> [DATA PROVIDED]
________________

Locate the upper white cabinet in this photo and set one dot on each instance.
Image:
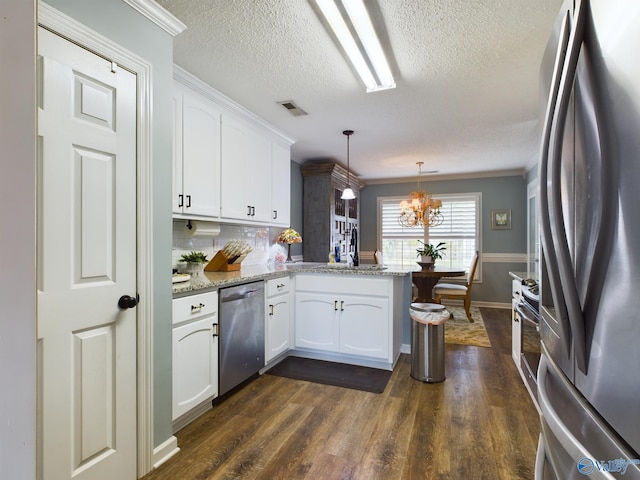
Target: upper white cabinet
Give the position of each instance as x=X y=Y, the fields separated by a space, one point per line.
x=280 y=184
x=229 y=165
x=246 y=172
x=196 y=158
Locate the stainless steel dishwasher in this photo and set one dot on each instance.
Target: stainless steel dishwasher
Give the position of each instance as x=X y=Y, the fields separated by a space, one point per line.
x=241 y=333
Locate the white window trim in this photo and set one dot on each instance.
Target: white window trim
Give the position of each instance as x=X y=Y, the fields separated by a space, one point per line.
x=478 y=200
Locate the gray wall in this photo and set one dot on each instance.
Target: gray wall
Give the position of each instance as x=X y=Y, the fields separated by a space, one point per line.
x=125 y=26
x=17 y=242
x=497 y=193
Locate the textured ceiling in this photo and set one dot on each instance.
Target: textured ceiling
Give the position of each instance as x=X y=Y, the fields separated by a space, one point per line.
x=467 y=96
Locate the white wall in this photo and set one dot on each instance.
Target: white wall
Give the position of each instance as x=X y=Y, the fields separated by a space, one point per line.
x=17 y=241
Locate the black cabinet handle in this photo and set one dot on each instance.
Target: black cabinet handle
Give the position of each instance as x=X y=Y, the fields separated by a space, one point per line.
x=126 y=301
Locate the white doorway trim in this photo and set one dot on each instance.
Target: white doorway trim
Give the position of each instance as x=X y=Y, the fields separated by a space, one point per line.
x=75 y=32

________________

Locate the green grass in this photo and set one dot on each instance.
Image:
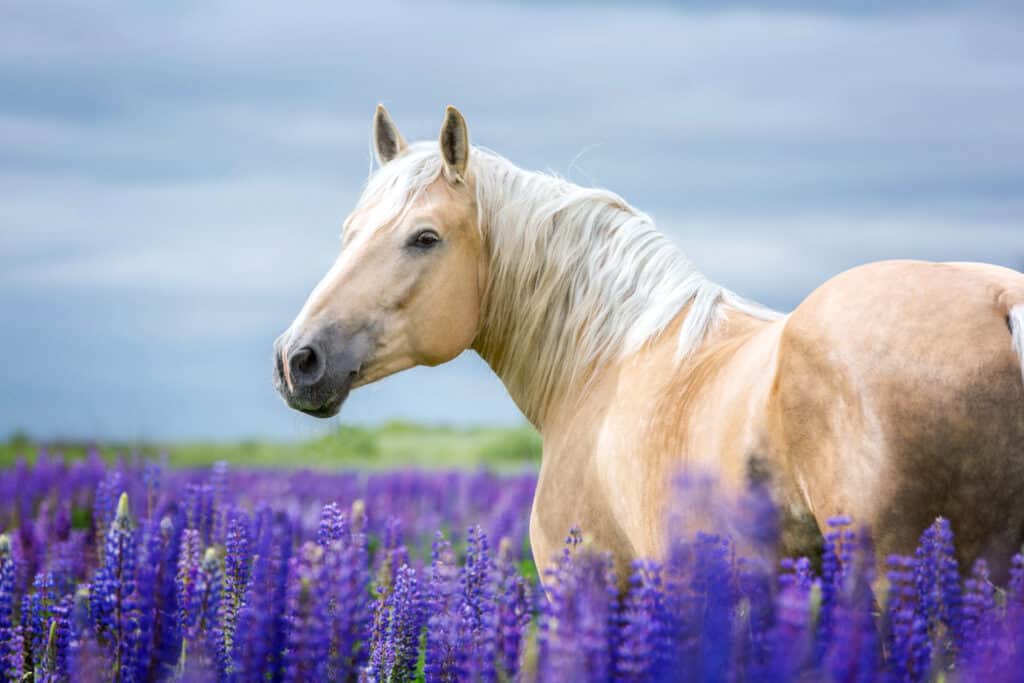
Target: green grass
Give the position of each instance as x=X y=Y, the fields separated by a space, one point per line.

________________

> [YOUR OBJECTIVE] Rewrite the items from the line with "Locate the upper" to the line with "x=126 y=301" as a CSV with the columns item and answer. Give one row per item, put each field in quotes with its line breaks changed to spaces, and leave out the pictures.

> [FINISHED ANSWER]
item,answer
"Locate the upper white cabinet in this photo and set one dot on each instance. Image: Target: upper white cabinet Give the position of each instance as x=X y=Y, the fields separated by a space, one point per line.","x=280 y=184 x=229 y=165 x=246 y=172 x=196 y=158"
"Locate the stainless steel dishwasher in this photo and set one dot on each instance. Target: stainless steel dishwasher Give the position of each instance as x=X y=Y, the fields separated by a space, one point per line.","x=241 y=333"
"Locate the white window trim in this photo and set one dot on each instance. Target: white window trim Give the position of each instance as x=X y=Y, the fields separated by a space, one point per line.","x=478 y=200"
"Locate the gray wall in this photo and set one dot on each instance. Target: gray wall Give the position of each instance as x=X y=Y, the fields separated by a space, one point per line.","x=125 y=26 x=17 y=242 x=497 y=193"
"Locate the textured ceiling in this photo and set one dot on each instance. Target: textured ceiling Give the position of each instance as x=X y=Y, the fields separated by a space, one point per line.","x=467 y=96"
"Locate the white wall in this photo and set one dot on each instance. Target: white wall Give the position of each instance as x=X y=Y, the fields separated by a space, one point per line.","x=17 y=241"
"Locate the black cabinet handle in this photo and set one dot on each instance. Target: black cabinet handle Give the position of each instance as x=X y=Y, the fields separated by a space, one point per line.","x=126 y=301"